[Instructions for the task]
Your answer needs to include each line of the records in which the string "print" can be found.

[Material provided]
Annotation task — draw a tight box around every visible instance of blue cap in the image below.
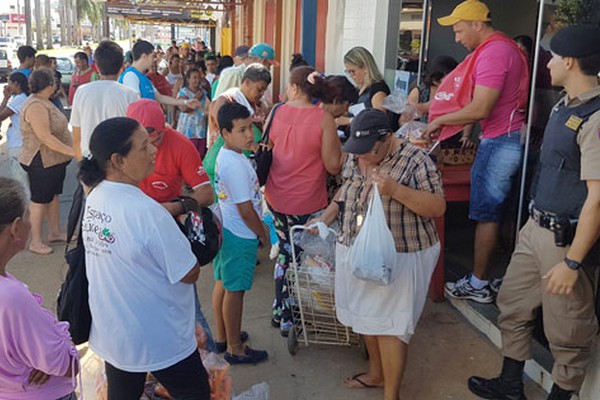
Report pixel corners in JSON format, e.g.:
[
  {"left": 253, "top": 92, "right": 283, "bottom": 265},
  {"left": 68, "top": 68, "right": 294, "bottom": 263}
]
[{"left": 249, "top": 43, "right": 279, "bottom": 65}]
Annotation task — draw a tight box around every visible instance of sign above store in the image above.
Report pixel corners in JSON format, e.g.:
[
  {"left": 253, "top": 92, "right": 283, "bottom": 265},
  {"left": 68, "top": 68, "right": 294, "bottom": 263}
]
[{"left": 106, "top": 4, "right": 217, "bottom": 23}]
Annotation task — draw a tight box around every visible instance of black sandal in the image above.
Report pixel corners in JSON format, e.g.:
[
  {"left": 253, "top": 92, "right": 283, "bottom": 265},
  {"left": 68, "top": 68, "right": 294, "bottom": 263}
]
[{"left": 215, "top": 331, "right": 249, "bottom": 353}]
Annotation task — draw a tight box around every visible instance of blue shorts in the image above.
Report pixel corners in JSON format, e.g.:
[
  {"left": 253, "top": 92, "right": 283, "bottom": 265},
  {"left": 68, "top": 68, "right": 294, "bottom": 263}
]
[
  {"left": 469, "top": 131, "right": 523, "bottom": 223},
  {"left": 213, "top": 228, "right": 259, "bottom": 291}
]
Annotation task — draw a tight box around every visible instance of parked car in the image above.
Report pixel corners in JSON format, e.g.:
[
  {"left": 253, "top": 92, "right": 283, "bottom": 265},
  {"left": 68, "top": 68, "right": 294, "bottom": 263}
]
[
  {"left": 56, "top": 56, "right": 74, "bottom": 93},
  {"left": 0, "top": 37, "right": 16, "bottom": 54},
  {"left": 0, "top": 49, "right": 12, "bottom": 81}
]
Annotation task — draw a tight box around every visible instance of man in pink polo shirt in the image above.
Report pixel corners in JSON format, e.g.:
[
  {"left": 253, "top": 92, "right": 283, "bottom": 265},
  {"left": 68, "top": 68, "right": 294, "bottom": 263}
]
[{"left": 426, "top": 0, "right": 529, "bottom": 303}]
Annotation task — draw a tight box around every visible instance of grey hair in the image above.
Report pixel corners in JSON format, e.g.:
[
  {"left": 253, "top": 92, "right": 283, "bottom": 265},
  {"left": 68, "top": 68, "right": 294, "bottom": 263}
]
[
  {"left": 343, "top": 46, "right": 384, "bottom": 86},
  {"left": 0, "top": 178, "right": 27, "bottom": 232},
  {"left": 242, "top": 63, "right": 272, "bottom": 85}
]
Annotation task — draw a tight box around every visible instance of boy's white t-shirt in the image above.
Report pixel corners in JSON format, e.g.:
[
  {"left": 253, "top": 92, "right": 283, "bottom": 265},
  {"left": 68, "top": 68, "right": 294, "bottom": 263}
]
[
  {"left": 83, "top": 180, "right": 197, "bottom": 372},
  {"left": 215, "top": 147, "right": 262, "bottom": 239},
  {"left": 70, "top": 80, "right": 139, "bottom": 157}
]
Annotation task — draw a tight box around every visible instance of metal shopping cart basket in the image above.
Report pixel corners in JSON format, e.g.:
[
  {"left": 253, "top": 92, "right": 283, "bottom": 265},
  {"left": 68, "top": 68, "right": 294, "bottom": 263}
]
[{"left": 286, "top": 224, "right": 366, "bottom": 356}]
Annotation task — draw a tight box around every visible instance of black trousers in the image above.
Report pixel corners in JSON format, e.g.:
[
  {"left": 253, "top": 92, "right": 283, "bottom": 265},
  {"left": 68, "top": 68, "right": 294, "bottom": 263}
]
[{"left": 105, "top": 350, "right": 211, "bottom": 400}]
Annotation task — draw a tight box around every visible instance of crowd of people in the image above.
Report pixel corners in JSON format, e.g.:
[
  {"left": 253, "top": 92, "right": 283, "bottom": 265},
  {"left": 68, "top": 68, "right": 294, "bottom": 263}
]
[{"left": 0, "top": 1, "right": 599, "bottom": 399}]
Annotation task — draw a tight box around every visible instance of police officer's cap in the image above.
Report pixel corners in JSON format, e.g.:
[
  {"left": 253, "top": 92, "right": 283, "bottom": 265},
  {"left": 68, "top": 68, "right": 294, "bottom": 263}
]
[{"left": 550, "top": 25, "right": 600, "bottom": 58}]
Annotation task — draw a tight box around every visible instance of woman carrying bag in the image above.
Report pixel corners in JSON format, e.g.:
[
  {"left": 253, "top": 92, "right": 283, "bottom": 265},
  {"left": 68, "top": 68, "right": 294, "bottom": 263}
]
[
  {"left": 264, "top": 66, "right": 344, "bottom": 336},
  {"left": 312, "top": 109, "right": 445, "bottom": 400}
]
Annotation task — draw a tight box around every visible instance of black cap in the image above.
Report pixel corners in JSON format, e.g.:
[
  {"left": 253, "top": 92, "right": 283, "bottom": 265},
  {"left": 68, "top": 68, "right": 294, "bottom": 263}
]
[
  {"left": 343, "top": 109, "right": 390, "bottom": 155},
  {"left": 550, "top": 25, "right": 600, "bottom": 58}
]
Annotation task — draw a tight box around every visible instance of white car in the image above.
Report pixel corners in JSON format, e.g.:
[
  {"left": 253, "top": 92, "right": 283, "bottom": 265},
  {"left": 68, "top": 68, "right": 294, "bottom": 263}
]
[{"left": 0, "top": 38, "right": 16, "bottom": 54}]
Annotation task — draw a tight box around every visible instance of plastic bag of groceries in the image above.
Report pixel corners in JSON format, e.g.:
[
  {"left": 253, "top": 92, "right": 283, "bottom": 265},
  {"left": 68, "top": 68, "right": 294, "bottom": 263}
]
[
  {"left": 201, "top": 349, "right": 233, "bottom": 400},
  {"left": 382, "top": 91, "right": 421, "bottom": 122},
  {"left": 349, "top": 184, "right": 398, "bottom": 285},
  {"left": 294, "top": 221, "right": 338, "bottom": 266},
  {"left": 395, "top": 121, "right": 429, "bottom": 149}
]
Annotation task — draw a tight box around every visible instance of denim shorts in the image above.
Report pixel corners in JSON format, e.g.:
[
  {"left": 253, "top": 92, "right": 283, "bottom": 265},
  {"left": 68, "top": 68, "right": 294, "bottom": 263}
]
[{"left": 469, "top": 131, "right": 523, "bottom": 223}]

* * *

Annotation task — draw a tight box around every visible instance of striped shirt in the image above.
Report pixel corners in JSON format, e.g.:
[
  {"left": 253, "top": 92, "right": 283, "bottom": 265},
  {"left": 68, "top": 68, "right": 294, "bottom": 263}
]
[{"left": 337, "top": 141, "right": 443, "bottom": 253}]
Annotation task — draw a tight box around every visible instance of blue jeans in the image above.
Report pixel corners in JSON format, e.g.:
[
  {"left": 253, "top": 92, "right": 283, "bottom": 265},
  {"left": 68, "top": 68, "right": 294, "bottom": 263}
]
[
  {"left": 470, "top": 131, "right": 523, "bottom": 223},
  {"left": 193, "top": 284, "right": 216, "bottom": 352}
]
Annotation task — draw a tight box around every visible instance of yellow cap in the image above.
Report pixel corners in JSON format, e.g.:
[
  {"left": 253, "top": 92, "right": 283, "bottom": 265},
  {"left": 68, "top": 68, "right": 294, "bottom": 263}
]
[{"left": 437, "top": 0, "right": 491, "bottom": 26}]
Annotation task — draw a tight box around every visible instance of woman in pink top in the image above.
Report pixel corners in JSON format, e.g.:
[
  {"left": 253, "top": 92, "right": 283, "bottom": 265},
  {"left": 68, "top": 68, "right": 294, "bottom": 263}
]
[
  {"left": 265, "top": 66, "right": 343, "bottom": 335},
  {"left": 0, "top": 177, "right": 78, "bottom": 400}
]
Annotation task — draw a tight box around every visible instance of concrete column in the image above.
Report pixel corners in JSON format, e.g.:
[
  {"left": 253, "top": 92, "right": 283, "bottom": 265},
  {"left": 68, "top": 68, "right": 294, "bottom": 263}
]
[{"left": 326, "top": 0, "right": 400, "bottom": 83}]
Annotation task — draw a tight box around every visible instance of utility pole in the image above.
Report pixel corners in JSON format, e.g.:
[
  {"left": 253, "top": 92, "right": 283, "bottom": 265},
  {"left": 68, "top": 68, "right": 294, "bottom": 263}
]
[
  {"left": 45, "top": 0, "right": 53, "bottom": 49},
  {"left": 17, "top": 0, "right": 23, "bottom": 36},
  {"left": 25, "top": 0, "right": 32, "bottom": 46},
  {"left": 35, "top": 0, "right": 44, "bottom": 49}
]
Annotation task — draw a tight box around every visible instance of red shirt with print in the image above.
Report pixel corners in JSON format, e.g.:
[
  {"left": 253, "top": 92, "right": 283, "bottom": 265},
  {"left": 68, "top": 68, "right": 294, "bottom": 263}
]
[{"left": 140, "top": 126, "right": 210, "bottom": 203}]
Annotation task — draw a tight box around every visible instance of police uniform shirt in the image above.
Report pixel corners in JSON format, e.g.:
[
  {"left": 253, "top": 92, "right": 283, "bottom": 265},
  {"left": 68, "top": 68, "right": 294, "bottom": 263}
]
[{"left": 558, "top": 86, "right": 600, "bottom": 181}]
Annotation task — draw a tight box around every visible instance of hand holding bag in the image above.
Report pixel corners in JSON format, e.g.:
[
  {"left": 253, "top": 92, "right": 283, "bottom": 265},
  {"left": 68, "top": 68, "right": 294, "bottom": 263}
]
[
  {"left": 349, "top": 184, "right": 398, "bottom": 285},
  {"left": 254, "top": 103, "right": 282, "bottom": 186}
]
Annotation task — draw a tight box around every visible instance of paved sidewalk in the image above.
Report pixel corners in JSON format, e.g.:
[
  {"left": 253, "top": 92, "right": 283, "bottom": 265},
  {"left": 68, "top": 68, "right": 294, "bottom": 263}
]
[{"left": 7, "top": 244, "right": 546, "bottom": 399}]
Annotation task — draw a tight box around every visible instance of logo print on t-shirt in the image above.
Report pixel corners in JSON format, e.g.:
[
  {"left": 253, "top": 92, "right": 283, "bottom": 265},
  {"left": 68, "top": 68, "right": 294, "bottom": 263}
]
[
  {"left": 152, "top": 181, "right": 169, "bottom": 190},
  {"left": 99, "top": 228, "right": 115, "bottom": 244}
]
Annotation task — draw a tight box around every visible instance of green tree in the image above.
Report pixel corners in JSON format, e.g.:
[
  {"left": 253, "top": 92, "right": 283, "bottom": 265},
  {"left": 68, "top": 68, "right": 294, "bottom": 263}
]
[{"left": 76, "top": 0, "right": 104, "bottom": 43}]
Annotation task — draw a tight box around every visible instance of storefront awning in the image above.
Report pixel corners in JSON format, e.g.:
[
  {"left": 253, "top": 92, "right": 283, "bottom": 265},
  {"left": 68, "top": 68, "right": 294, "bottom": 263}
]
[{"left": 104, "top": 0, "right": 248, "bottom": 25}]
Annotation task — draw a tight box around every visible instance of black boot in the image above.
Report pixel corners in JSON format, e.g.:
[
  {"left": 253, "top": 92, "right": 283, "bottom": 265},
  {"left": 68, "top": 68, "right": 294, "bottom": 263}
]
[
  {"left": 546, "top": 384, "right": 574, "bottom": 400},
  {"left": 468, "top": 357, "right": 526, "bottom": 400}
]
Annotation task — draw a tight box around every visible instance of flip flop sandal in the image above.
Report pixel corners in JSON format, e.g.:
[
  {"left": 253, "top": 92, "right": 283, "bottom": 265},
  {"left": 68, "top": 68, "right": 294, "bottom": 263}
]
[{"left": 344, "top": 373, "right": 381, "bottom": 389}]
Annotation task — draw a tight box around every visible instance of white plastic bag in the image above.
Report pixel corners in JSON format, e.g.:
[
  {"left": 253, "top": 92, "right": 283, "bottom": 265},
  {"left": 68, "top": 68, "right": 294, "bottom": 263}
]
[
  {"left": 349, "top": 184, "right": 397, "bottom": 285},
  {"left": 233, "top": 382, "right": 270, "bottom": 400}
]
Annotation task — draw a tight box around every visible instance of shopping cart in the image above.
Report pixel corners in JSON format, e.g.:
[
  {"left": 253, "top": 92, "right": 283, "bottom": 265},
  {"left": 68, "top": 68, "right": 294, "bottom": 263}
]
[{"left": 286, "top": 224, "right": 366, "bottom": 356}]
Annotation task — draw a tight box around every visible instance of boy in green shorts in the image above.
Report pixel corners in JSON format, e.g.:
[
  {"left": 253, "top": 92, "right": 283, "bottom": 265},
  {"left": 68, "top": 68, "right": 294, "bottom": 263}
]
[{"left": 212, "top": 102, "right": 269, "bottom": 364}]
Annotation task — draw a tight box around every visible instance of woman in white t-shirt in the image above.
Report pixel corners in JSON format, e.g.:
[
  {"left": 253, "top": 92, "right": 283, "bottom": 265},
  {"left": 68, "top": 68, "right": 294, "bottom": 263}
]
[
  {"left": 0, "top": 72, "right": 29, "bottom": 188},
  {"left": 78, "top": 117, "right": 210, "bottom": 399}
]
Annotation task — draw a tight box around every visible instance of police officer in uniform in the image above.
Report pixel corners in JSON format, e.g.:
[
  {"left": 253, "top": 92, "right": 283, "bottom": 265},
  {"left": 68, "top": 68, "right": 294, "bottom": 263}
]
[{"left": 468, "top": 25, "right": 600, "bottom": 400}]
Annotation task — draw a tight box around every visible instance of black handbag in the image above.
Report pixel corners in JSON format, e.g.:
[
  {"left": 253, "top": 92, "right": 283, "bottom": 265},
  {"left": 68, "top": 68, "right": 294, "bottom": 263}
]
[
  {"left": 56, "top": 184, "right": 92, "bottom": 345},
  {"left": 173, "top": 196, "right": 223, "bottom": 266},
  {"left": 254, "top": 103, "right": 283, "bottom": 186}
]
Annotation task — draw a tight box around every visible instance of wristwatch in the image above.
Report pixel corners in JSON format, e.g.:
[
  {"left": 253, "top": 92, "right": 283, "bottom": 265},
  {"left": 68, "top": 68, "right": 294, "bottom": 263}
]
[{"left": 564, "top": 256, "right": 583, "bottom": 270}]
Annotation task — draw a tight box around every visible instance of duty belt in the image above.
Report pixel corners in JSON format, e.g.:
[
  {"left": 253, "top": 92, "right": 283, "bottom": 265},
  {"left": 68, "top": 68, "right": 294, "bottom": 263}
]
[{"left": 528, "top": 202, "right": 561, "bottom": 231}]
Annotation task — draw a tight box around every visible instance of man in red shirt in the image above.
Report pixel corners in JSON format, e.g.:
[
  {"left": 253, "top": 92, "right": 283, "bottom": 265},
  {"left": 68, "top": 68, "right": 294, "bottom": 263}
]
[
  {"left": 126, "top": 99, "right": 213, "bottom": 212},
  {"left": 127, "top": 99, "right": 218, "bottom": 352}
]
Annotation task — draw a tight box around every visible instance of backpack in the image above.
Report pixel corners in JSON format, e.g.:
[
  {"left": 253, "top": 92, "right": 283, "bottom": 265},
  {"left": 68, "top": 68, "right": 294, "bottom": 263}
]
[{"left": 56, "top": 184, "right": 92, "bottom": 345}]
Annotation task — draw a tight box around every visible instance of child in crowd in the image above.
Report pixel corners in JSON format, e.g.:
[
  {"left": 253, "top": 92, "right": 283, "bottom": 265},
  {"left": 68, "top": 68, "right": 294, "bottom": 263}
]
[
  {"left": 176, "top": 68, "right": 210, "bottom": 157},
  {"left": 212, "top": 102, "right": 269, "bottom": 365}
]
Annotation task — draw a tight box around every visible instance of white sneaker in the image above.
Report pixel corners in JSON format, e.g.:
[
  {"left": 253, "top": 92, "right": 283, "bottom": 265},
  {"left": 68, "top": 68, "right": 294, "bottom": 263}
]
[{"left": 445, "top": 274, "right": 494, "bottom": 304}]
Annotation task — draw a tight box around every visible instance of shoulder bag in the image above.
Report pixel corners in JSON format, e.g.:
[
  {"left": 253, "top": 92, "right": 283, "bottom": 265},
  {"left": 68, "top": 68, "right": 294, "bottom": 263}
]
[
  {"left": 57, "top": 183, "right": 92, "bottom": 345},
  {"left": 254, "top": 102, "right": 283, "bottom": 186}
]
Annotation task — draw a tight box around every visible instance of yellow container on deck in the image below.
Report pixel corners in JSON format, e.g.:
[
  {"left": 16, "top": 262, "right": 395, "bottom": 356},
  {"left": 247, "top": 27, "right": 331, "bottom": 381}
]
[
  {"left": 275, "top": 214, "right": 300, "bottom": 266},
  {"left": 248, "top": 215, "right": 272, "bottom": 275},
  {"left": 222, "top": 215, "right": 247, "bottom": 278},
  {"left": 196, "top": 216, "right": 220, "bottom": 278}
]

[Exercise result]
Annotation task — draw a tight box around every visible instance of red shirt with print in the image above.
Annotation task — draw a tight box around every visible instance of logo print on t-shirt in the image above.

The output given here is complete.